* _EXCERPT PROVIDED_
As medical schemes announce their pricing and benefits for next year, most have delayed the increase of premiums until later in the year.
The schemes are not pushing through these increases in January because of the significant surpluses they built up this year.
Jill Larkan, head of healthcare consulting at wealth advisory business GTC, says the higher surpluses have been a direct result of the Covid-19 lockdown.
While the coronavirus hospitalisations increased costs for medical schemes, these were more than offset by a decrease in trauma admissions, as well as a significant fall in the number of elective surgery procedures. The lower utilisation of services is not to be confused with the cost of medical care, which has still increased above inflation.
As Larkan explains, premium increases are driven by medical inflation – currently about 7.6% per annum. These are the price increases from medical service providers, including doctors, specialists and hospitals.
Ultimately, schemes must absorb these cost increases to remain solvent. However, if members are claiming less than expected, then the scheme is collecting a surplus. It is this surplus that will be used to offset the premium increases for the first few months of the year.
Fedhealth announced that its premium rates increase will be moved to April, while Discovery Healthy will be postponing its increase to July and Momentum Health’s price hikes will be in September.
According to Momentum Health, the delay of its 6% price increase will result in a R212 million reduction in premium collection and will give members an effective increase of only 2% for the whole year. The challenge for members, however, is to remember that the increases are still coming and to budget for them.
Damian McHugh, head of marketing at Momentum Health, says the scheme is hoping that, by next September, the economy will have recovered sufficiently, and salaries normalised. However, if members are unable to absorb the premium increase, they will be able to change options at any stage.
McHugh says Momentum will review its 2023 increases based on claims next year. The scheme is concerned that, with the arrival of a fourth wave, Covid-19-related hospitalisations may increase, but government may avoid further lockdowns.
This would mean an increase in trauma and elective procedures on top of the higher Covid-19 hospitalisations – driving up the number of claims. If, however, the claims remain subdued, the scheme hopes to provide further relief by delaying the increases to later in 2023.
“It would be great to see a trend where medical schemes give back to members when they experience surpluses. This would hopefully encourage members not to over-utilise their medical schemes and to be more cost-conscious,” says Larkan.

* _Recorded data_
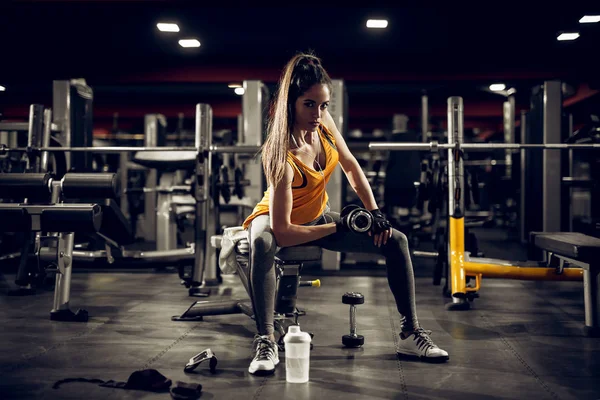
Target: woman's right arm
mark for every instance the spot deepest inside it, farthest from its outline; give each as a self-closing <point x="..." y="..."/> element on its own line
<point x="280" y="206"/>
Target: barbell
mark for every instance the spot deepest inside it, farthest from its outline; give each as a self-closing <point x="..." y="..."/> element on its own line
<point x="435" y="146"/>
<point x="245" y="149"/>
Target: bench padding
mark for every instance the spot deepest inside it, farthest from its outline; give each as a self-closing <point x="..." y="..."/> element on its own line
<point x="299" y="254"/>
<point x="569" y="244"/>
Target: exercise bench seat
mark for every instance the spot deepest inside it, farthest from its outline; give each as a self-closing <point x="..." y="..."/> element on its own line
<point x="584" y="251"/>
<point x="301" y="253"/>
<point x="166" y="160"/>
<point x="569" y="244"/>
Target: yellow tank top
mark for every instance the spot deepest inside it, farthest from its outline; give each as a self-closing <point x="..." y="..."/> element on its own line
<point x="308" y="186"/>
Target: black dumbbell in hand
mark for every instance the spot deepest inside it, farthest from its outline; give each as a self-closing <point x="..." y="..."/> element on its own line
<point x="353" y="299"/>
<point x="355" y="219"/>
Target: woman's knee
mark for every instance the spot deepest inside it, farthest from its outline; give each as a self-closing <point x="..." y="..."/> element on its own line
<point x="264" y="244"/>
<point x="398" y="240"/>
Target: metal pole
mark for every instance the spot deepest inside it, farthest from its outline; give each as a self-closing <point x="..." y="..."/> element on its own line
<point x="455" y="162"/>
<point x="509" y="132"/>
<point x="456" y="202"/>
<point x="424" y="117"/>
<point x="34" y="136"/>
<point x="46" y="139"/>
<point x="551" y="196"/>
<point x="203" y="163"/>
<point x="571" y="170"/>
<point x="524" y="238"/>
<point x="63" y="277"/>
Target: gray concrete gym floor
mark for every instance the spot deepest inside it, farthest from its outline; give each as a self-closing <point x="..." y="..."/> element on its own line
<point x="521" y="340"/>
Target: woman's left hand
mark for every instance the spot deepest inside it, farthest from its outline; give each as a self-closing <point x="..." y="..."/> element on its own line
<point x="382" y="229"/>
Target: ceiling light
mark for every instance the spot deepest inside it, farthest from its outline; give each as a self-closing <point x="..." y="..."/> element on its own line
<point x="377" y="23"/>
<point x="166" y="27"/>
<point x="189" y="43"/>
<point x="568" y="36"/>
<point x="588" y="19"/>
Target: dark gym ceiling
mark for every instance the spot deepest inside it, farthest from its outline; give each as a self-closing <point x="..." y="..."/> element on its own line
<point x="134" y="69"/>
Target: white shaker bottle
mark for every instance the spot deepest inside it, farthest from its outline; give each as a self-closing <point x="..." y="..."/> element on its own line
<point x="297" y="355"/>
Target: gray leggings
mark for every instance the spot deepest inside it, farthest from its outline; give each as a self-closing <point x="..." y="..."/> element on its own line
<point x="262" y="270"/>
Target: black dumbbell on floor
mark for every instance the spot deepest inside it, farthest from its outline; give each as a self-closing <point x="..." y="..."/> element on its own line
<point x="353" y="299"/>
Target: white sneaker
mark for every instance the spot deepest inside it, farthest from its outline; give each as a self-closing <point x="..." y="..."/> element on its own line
<point x="266" y="356"/>
<point x="419" y="344"/>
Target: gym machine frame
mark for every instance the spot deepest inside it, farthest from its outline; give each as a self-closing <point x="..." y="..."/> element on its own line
<point x="200" y="190"/>
<point x="461" y="264"/>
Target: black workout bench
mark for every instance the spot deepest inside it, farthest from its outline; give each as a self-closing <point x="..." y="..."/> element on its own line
<point x="577" y="249"/>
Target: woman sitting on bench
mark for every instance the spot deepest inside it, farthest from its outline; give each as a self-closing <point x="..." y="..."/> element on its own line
<point x="301" y="151"/>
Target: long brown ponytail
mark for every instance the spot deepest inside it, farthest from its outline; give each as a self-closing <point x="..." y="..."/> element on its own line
<point x="300" y="73"/>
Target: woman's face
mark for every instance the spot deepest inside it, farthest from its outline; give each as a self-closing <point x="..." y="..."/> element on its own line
<point x="310" y="107"/>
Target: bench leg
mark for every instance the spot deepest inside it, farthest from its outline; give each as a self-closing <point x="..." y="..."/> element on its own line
<point x="591" y="283"/>
<point x="62" y="290"/>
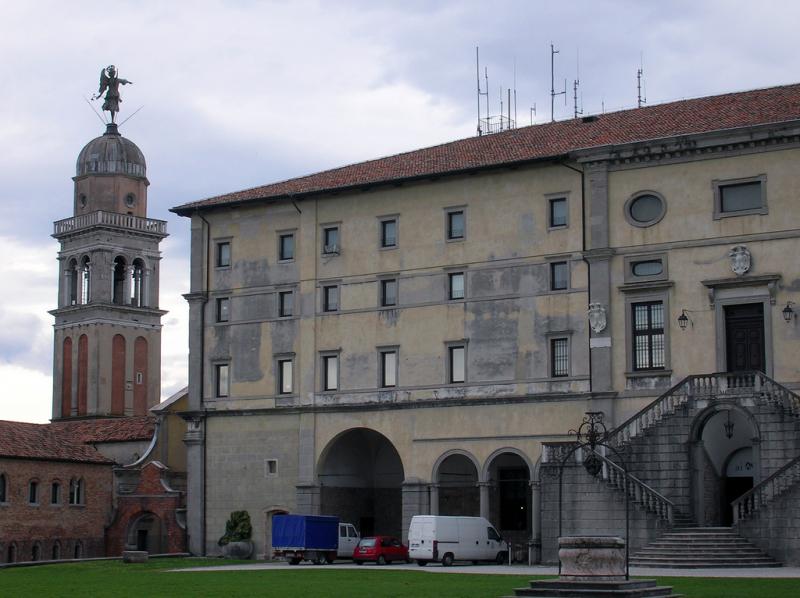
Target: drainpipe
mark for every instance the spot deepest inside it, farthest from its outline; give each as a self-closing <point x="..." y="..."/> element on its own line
<point x="583" y="250"/>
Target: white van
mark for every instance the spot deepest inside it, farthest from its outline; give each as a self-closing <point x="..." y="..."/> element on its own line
<point x="448" y="539"/>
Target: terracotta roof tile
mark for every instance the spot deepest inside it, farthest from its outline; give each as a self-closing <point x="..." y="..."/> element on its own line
<point x="551" y="140"/>
<point x="70" y="440"/>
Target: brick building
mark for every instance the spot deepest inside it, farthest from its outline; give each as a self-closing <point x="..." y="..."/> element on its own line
<point x="107" y="474"/>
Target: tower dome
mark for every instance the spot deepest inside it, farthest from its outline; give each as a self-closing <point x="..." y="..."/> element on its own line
<point x="111" y="153"/>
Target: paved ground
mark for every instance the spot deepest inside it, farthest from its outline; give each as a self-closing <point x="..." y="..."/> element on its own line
<point x="518" y="570"/>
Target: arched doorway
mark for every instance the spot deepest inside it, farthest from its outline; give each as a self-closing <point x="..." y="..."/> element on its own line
<point x="145" y="532"/>
<point x="509" y="476"/>
<point x="360" y="476"/>
<point x="456" y="478"/>
<point x="724" y="461"/>
<point x="268" y="515"/>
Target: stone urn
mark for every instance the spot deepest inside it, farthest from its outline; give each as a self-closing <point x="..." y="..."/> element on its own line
<point x="592" y="558"/>
<point x="238" y="550"/>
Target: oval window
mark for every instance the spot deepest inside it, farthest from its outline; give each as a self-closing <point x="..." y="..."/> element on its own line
<point x="648" y="268"/>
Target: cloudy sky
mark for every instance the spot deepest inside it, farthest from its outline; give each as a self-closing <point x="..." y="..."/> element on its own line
<point x="237" y="94"/>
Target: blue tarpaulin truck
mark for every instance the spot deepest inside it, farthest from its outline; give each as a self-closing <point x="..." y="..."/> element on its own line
<point x="305" y="537"/>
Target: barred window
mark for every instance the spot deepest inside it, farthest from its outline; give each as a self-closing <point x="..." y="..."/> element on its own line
<point x="648" y="335"/>
<point x="559" y="357"/>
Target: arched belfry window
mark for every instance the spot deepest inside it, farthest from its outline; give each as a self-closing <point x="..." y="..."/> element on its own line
<point x="86" y="276"/>
<point x="118" y="290"/>
<point x="72" y="282"/>
<point x="137" y="284"/>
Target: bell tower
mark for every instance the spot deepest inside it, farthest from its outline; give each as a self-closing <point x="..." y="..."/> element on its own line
<point x="107" y="349"/>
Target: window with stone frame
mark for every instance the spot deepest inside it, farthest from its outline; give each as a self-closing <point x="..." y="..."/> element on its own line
<point x="77" y="491"/>
<point x="649" y="350"/>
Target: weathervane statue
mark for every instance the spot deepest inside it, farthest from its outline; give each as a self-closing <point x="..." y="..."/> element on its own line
<point x="110" y="82"/>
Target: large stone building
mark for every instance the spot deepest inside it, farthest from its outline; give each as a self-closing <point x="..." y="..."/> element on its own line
<point x="109" y="472"/>
<point x="418" y="333"/>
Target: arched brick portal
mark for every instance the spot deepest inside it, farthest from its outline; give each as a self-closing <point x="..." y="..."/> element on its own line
<point x="360" y="476"/>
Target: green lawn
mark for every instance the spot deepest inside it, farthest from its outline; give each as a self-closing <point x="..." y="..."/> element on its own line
<point x="112" y="578"/>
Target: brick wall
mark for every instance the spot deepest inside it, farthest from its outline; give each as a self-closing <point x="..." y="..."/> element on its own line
<point x="62" y="525"/>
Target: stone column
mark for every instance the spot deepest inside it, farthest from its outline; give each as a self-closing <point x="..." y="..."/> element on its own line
<point x="483" y="488"/>
<point x="195" y="484"/>
<point x="415" y="495"/>
<point x="434" y="498"/>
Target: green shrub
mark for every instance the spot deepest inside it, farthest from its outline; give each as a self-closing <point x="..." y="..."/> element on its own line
<point x="237" y="529"/>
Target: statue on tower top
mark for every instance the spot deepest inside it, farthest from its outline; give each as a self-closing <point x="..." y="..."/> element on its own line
<point x="109" y="83"/>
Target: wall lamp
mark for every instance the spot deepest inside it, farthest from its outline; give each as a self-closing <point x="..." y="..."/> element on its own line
<point x="788" y="312"/>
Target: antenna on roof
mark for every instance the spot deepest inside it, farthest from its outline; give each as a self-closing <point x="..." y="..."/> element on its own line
<point x="639" y="83"/>
<point x="553" y="92"/>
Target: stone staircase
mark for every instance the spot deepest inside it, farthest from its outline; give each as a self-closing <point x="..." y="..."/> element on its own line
<point x="692" y="547"/>
<point x="555" y="588"/>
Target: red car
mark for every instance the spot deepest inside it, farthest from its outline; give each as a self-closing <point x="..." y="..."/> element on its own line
<point x="381" y="549"/>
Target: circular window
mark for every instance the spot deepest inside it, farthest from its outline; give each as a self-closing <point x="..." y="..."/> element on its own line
<point x="645" y="208"/>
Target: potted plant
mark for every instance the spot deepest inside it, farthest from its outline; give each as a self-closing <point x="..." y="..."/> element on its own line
<point x="236" y="542"/>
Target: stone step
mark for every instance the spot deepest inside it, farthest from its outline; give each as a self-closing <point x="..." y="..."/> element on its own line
<point x="557" y="588"/>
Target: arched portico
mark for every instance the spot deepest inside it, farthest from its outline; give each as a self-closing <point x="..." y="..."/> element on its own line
<point x="360" y="476"/>
<point x="725" y="456"/>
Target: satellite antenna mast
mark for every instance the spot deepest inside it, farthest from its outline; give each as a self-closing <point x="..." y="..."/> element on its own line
<point x="553" y="92"/>
<point x="639" y="75"/>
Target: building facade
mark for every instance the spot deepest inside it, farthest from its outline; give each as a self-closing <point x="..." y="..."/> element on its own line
<point x="408" y="335"/>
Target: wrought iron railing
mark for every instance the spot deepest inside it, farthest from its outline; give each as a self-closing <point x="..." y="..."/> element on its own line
<point x="765" y="492"/>
<point x="68" y="225"/>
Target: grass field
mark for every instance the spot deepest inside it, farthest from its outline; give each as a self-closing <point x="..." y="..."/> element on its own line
<point x="112" y="578"/>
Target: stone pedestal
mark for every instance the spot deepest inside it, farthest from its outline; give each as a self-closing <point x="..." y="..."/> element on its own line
<point x="592" y="558"/>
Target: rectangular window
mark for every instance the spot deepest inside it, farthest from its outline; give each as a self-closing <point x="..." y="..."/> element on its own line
<point x="740" y="197"/>
<point x="223" y="309"/>
<point x="455" y="225"/>
<point x="457" y="364"/>
<point x="330" y="372"/>
<point x="330" y="239"/>
<point x="559" y="357"/>
<point x="559" y="276"/>
<point x="223" y="254"/>
<point x="389" y="292"/>
<point x="558" y="212"/>
<point x="455" y="285"/>
<point x="285" y="380"/>
<point x="648" y="335"/>
<point x="388" y="369"/>
<point x="285" y="304"/>
<point x="286" y="247"/>
<point x="223" y="382"/>
<point x="388" y="233"/>
<point x="330" y="298"/>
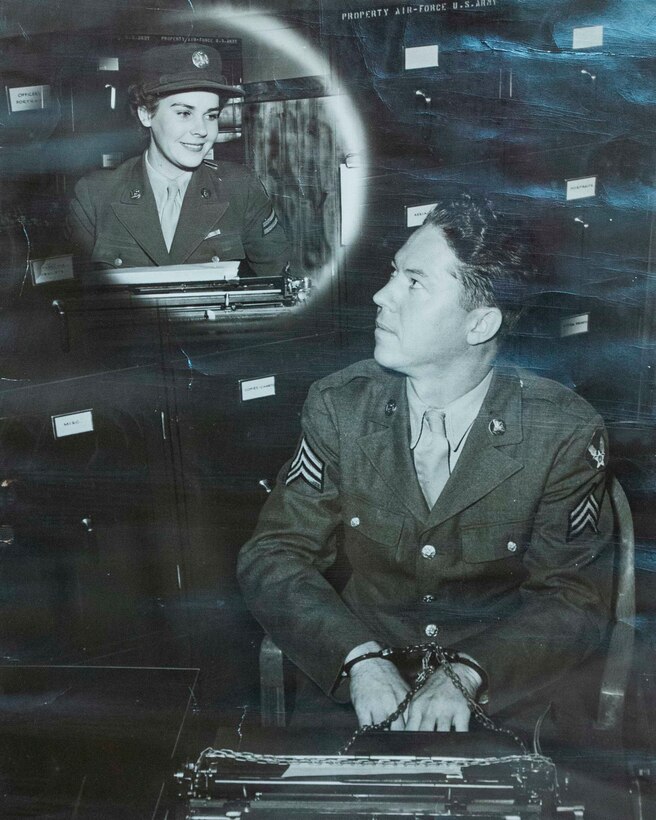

* _YOUR ASSIGNMENT_
According to the article on medical scheme premiums, in which month will Momentum Health's price increase take effect? The recorded data is separate material and is not connected to the article on medical scheme premiums.

* _SOLUTION BELOW_
September